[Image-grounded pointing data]
----

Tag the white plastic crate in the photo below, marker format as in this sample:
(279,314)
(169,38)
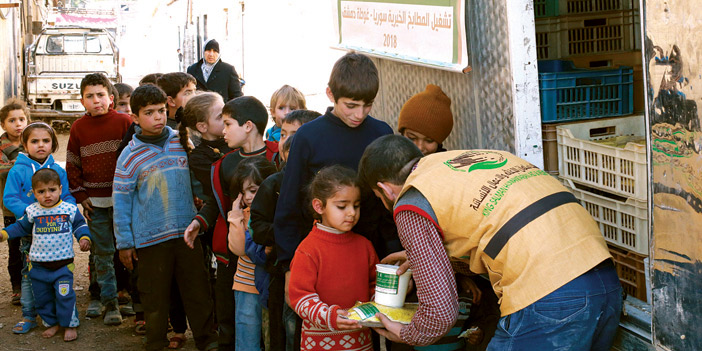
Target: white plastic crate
(621,171)
(622,223)
(588,34)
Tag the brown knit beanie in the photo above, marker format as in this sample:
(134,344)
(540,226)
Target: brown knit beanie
(428,113)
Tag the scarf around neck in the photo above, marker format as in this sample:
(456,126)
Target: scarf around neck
(207,68)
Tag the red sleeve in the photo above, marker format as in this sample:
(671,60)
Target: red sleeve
(372,273)
(436,284)
(303,296)
(74,169)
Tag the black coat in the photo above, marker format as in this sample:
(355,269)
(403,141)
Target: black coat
(223,79)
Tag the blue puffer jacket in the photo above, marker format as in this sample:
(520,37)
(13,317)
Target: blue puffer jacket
(18,188)
(152,193)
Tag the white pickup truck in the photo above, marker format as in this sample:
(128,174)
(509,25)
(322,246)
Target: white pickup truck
(58,60)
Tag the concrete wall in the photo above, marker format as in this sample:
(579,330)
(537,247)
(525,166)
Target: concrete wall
(10,60)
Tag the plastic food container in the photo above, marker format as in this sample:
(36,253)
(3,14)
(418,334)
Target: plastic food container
(391,289)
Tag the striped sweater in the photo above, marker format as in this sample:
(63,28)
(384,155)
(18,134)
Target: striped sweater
(153,199)
(244,276)
(331,271)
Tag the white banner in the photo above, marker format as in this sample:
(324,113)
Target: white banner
(426,32)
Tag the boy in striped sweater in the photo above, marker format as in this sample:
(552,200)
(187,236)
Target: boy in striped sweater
(153,204)
(90,164)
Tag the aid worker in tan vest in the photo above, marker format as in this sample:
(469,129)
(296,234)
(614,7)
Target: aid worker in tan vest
(499,215)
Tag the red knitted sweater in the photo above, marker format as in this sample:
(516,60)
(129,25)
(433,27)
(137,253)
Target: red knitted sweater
(91,156)
(331,271)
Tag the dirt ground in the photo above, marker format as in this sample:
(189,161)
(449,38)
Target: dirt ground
(92,333)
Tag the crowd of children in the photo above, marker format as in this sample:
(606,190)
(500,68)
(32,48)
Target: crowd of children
(254,239)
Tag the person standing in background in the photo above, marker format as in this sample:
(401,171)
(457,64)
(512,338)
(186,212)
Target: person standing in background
(212,74)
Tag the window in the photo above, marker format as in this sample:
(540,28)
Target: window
(74,44)
(92,44)
(55,44)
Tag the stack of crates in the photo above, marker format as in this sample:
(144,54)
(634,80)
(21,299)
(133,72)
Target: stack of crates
(585,27)
(590,82)
(603,163)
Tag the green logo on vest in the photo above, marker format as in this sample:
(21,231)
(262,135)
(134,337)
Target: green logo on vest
(475,160)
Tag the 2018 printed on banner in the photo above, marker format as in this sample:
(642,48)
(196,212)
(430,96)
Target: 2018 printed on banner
(429,32)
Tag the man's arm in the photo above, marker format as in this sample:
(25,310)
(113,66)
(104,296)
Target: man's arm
(436,284)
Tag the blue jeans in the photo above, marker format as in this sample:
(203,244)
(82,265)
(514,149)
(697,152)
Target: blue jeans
(581,315)
(55,297)
(103,249)
(27,299)
(248,321)
(289,321)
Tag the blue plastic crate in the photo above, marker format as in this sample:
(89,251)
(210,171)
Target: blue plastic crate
(570,94)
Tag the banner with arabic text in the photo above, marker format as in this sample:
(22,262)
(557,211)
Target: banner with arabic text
(427,32)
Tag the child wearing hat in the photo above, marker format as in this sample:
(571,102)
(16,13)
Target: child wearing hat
(426,119)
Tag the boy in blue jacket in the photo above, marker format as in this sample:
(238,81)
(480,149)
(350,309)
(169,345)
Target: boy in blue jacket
(153,204)
(51,221)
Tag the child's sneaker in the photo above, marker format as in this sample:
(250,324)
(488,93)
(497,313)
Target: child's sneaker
(123,298)
(16,296)
(127,310)
(112,315)
(94,309)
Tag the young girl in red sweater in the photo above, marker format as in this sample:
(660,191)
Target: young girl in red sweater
(333,267)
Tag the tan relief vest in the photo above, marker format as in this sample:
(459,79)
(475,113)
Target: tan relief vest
(476,193)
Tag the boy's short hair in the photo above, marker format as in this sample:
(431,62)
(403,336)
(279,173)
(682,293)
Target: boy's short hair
(150,78)
(354,76)
(247,108)
(123,89)
(172,83)
(11,105)
(386,159)
(45,176)
(301,116)
(145,95)
(288,95)
(95,79)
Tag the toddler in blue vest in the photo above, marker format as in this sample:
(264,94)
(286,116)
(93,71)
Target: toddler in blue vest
(51,222)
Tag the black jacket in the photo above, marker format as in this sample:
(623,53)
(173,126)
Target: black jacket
(262,215)
(223,79)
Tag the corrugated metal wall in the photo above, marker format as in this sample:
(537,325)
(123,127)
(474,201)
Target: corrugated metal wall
(481,99)
(10,67)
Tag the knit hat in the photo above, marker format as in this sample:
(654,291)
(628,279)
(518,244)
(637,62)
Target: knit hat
(428,113)
(212,45)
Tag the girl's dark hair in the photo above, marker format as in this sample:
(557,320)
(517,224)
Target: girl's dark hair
(11,105)
(256,169)
(196,110)
(329,181)
(150,78)
(40,125)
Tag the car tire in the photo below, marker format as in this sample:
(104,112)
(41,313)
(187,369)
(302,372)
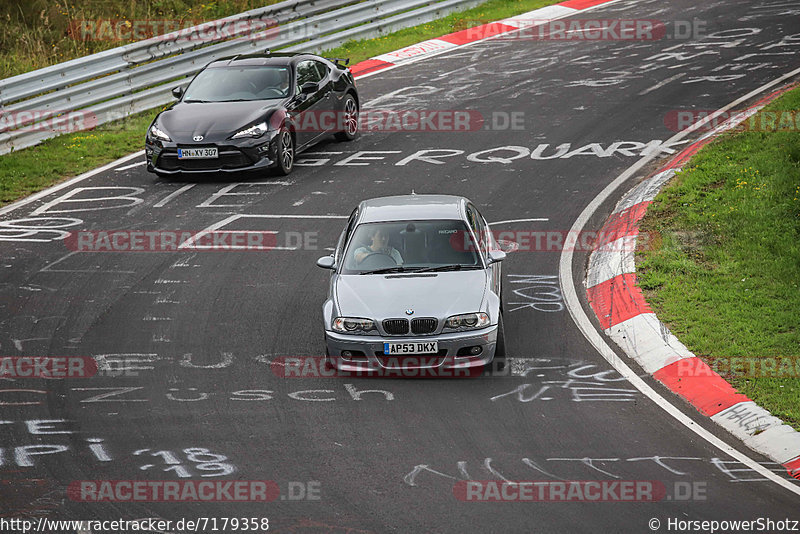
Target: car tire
(499,362)
(350,120)
(284,152)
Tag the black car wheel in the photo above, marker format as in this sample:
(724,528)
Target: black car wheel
(285,152)
(349,120)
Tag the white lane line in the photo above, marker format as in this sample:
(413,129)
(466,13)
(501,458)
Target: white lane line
(519,220)
(262,216)
(63,185)
(49,267)
(132,165)
(162,203)
(429,55)
(593,336)
(662,83)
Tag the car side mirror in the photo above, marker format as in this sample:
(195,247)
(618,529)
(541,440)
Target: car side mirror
(496,256)
(308,88)
(326,262)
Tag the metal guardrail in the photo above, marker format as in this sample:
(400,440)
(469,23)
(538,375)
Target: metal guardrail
(113,84)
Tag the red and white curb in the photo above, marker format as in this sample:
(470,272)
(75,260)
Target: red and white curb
(478,33)
(626,318)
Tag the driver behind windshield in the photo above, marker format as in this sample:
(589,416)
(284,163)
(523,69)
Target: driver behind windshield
(379,244)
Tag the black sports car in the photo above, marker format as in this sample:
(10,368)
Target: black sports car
(251,112)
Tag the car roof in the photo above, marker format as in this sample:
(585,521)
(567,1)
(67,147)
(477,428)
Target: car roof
(267,58)
(412,207)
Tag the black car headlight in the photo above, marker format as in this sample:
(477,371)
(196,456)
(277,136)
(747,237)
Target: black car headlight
(467,321)
(257,130)
(159,134)
(353,325)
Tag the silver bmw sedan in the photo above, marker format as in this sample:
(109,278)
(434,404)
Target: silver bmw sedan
(415,284)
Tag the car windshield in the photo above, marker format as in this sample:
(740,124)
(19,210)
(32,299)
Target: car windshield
(229,84)
(438,245)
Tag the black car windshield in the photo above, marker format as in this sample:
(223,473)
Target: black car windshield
(386,247)
(228,84)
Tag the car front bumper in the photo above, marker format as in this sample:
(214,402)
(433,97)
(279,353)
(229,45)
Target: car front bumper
(234,156)
(368,351)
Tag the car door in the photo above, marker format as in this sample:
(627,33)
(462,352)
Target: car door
(308,109)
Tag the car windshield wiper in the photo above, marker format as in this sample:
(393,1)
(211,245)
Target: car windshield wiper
(395,269)
(455,267)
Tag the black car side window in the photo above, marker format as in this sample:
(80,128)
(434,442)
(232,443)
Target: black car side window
(322,69)
(307,72)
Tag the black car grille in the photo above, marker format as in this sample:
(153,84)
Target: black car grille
(423,325)
(396,327)
(228,159)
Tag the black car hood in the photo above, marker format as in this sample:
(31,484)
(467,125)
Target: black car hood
(215,121)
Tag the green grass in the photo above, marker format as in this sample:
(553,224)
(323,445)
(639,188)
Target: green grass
(36,33)
(725,274)
(54,160)
(35,168)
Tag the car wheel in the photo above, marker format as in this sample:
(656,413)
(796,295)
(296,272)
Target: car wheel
(499,361)
(285,152)
(350,120)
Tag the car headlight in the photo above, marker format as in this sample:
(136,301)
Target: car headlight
(257,130)
(158,133)
(467,321)
(353,325)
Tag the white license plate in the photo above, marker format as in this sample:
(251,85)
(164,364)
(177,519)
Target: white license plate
(197,153)
(427,347)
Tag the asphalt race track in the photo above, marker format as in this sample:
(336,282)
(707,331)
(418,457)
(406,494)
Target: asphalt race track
(192,337)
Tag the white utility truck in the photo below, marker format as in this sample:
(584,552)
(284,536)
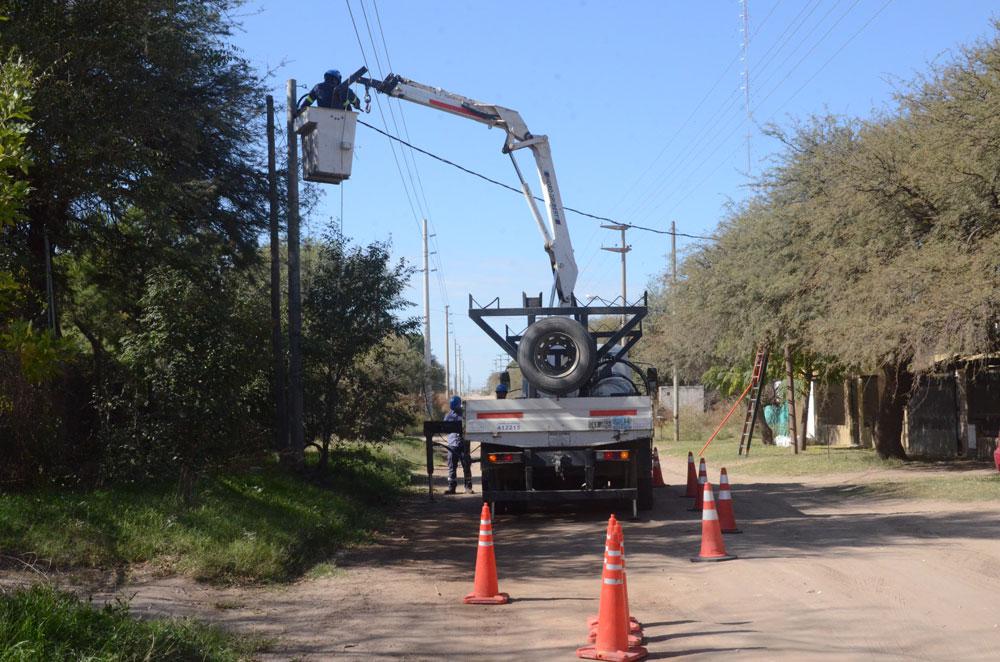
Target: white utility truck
(582,427)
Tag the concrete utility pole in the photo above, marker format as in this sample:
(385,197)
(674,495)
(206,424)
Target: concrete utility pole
(623,249)
(296,435)
(428,388)
(277,345)
(447,355)
(676,392)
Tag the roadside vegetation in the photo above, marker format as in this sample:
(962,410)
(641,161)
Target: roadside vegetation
(261,524)
(870,247)
(41,623)
(875,476)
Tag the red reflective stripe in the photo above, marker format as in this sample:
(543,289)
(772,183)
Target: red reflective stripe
(613,412)
(454,109)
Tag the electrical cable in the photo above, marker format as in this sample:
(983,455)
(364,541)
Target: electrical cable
(521,193)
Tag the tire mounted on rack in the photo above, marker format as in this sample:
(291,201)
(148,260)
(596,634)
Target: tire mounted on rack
(557,355)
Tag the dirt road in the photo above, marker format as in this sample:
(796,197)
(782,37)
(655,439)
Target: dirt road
(821,574)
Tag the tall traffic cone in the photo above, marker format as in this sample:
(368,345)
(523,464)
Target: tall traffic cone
(712,547)
(592,620)
(485,590)
(692,486)
(612,641)
(657,472)
(727,520)
(634,626)
(702,481)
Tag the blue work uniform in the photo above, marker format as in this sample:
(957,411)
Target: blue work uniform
(327,95)
(458,451)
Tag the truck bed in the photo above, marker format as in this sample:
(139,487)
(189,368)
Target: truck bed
(559,422)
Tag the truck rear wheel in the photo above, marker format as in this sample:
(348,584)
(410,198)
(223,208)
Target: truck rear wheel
(557,355)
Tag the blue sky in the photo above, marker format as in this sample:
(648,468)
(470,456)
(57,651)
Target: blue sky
(642,103)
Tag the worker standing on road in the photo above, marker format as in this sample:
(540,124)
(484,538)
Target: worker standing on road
(458,450)
(331,94)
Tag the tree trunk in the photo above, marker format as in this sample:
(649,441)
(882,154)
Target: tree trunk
(324,455)
(897,382)
(804,431)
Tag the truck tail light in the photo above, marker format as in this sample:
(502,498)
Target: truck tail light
(504,458)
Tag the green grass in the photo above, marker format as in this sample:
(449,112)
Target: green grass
(258,526)
(951,487)
(43,624)
(764,460)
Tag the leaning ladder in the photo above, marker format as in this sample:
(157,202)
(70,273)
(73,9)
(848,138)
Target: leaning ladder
(753,404)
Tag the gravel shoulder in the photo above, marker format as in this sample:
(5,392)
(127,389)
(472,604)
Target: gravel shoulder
(823,573)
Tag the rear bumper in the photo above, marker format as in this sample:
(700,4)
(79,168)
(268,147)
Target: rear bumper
(552,496)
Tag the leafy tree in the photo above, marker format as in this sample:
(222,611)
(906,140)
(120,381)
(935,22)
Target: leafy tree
(142,105)
(871,248)
(352,300)
(196,381)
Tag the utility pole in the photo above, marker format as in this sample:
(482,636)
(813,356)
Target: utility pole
(428,389)
(296,435)
(623,249)
(676,391)
(790,373)
(277,349)
(447,355)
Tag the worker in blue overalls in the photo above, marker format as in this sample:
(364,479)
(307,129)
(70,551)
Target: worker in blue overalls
(331,94)
(458,450)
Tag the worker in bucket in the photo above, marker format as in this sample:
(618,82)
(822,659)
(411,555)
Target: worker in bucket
(458,450)
(331,94)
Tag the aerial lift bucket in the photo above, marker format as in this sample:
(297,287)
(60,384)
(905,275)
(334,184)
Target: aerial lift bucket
(327,143)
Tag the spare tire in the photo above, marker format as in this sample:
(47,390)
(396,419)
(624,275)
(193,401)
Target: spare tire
(557,355)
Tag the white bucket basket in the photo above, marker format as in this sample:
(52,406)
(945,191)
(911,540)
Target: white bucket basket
(327,143)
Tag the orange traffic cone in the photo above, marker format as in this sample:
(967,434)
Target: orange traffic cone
(485,590)
(702,481)
(712,547)
(612,641)
(692,486)
(592,620)
(727,520)
(634,626)
(657,472)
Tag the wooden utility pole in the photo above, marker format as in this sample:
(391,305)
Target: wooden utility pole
(790,374)
(623,249)
(277,345)
(676,389)
(428,389)
(447,355)
(296,434)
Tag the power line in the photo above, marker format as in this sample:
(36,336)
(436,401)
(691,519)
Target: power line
(691,171)
(521,193)
(399,169)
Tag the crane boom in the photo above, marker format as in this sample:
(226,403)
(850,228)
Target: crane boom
(555,233)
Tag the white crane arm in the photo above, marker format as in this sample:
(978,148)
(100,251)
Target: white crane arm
(555,233)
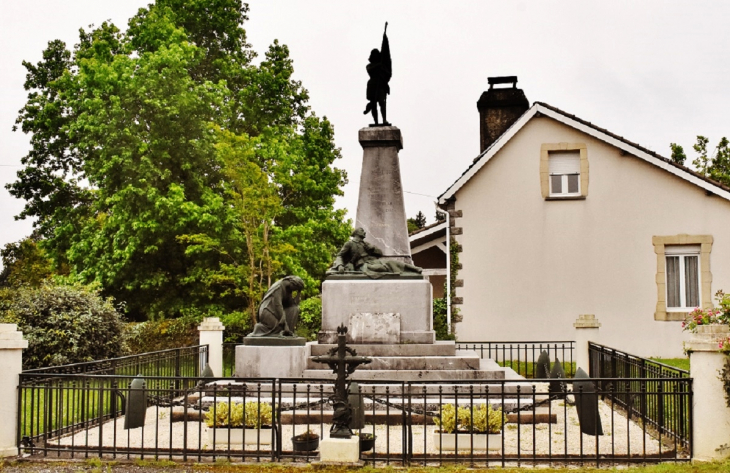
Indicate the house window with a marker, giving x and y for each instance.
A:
(683, 277)
(564, 169)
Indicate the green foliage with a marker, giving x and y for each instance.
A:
(714, 164)
(238, 325)
(154, 335)
(225, 415)
(64, 324)
(681, 363)
(252, 415)
(447, 421)
(416, 223)
(678, 155)
(482, 419)
(24, 264)
(479, 419)
(257, 414)
(712, 315)
(412, 227)
(440, 324)
(179, 214)
(310, 318)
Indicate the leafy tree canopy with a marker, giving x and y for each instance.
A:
(714, 164)
(170, 169)
(416, 223)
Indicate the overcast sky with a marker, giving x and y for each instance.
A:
(654, 72)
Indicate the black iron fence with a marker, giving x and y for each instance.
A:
(185, 362)
(522, 356)
(665, 408)
(78, 415)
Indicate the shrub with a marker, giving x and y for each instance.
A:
(440, 325)
(252, 415)
(713, 315)
(256, 415)
(310, 318)
(64, 324)
(481, 418)
(154, 335)
(224, 415)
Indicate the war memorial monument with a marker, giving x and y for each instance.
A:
(372, 288)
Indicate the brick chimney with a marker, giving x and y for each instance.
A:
(499, 108)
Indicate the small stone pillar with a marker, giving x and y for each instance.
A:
(11, 365)
(211, 334)
(711, 415)
(586, 330)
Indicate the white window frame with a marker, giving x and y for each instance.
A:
(564, 175)
(683, 252)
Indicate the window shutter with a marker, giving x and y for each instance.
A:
(564, 162)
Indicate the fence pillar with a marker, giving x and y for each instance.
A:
(11, 365)
(710, 411)
(586, 330)
(211, 334)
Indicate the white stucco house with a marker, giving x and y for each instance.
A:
(557, 217)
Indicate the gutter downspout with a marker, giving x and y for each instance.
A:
(448, 264)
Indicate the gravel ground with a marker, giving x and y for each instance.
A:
(621, 436)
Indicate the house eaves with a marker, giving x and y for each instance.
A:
(543, 109)
(431, 232)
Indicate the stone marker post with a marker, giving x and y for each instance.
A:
(211, 334)
(711, 414)
(586, 330)
(11, 365)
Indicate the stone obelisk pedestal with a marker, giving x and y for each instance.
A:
(380, 209)
(390, 310)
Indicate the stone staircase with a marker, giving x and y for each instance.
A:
(411, 362)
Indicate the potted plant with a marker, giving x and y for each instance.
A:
(480, 426)
(225, 422)
(305, 442)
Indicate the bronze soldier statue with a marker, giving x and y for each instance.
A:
(380, 70)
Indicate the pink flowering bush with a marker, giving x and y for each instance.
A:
(714, 315)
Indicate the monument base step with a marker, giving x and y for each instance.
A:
(410, 363)
(306, 392)
(409, 375)
(440, 348)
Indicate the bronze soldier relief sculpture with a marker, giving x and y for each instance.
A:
(359, 256)
(380, 70)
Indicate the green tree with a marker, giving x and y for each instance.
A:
(64, 324)
(139, 117)
(678, 155)
(714, 163)
(24, 264)
(416, 223)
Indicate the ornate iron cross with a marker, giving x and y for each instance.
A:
(343, 361)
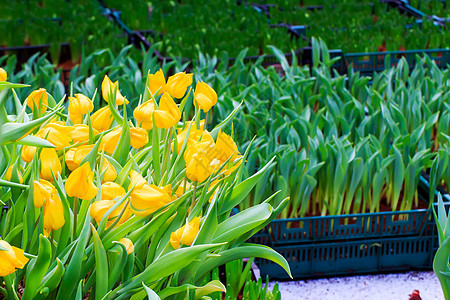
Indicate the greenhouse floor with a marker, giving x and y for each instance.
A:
(385, 286)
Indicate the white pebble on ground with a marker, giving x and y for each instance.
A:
(384, 286)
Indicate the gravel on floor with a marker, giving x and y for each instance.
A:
(384, 286)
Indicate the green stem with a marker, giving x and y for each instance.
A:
(75, 214)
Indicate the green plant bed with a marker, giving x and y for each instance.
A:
(352, 244)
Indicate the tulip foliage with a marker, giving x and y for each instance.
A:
(103, 205)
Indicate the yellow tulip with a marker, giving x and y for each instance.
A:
(11, 259)
(144, 114)
(99, 209)
(80, 153)
(205, 96)
(80, 133)
(226, 148)
(69, 159)
(108, 86)
(49, 163)
(168, 114)
(53, 213)
(3, 75)
(57, 134)
(177, 84)
(198, 162)
(186, 234)
(145, 199)
(80, 105)
(9, 174)
(128, 245)
(156, 82)
(80, 183)
(39, 98)
(27, 153)
(43, 190)
(139, 137)
(102, 119)
(195, 136)
(76, 119)
(111, 140)
(110, 174)
(111, 190)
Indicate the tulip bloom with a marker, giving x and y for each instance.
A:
(9, 174)
(177, 84)
(80, 183)
(128, 245)
(39, 98)
(168, 114)
(3, 75)
(145, 199)
(99, 209)
(186, 234)
(205, 96)
(144, 114)
(109, 87)
(53, 213)
(49, 163)
(27, 153)
(69, 159)
(139, 137)
(110, 174)
(198, 161)
(102, 119)
(43, 190)
(11, 259)
(57, 134)
(157, 82)
(226, 148)
(111, 190)
(80, 133)
(79, 106)
(111, 140)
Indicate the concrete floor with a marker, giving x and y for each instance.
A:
(385, 287)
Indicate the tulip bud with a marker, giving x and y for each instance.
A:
(111, 140)
(3, 75)
(53, 213)
(80, 183)
(145, 199)
(109, 87)
(156, 82)
(177, 84)
(102, 119)
(144, 115)
(9, 174)
(111, 190)
(58, 135)
(39, 98)
(80, 105)
(139, 137)
(11, 259)
(186, 234)
(168, 113)
(205, 96)
(80, 133)
(226, 147)
(110, 174)
(27, 153)
(43, 190)
(49, 163)
(128, 245)
(69, 159)
(99, 209)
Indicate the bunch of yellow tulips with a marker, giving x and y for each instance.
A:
(105, 206)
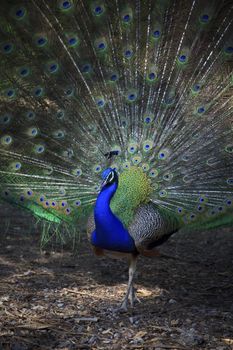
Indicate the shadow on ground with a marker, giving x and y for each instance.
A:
(59, 299)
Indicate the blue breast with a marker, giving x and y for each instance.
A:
(110, 233)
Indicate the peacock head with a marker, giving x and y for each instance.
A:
(109, 177)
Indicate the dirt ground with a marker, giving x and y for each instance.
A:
(61, 299)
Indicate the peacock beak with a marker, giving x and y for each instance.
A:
(103, 184)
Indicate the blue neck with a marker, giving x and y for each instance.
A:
(110, 233)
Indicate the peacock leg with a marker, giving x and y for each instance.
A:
(130, 289)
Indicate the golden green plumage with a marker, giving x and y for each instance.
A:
(134, 189)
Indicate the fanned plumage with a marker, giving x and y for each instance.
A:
(88, 85)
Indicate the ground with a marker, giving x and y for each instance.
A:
(64, 299)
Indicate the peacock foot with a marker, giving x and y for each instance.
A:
(133, 299)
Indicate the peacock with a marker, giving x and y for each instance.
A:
(117, 117)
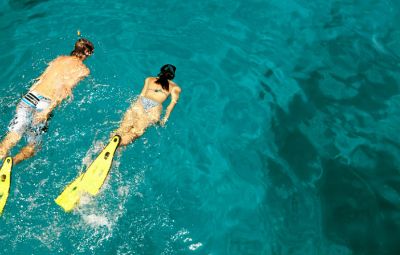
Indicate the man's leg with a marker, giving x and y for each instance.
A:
(25, 153)
(8, 143)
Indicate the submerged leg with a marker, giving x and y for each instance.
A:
(8, 143)
(25, 153)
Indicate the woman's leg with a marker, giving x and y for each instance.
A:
(25, 153)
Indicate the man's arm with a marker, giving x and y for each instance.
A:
(145, 86)
(175, 93)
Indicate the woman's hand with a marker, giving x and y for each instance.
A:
(162, 122)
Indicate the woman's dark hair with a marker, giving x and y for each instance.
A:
(167, 72)
(83, 47)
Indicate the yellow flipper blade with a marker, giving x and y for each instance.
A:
(90, 181)
(97, 172)
(5, 181)
(71, 195)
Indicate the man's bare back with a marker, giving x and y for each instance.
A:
(60, 77)
(50, 89)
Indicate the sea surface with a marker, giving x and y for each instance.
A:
(285, 140)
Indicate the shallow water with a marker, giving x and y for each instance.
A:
(284, 140)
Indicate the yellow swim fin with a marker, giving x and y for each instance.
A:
(5, 181)
(71, 195)
(90, 181)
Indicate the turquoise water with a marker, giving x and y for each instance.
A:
(284, 141)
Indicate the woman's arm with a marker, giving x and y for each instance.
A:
(176, 91)
(145, 86)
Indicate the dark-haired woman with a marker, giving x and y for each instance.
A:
(147, 109)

----

Which lines of the entries above contain the word "bronze"? Copy each of them.

Indicate the bronze soldier statue with a marker, giving x and y for each instance.
Indicate the bronze soldier relief sculpture with a marker, giving x and y for each instance.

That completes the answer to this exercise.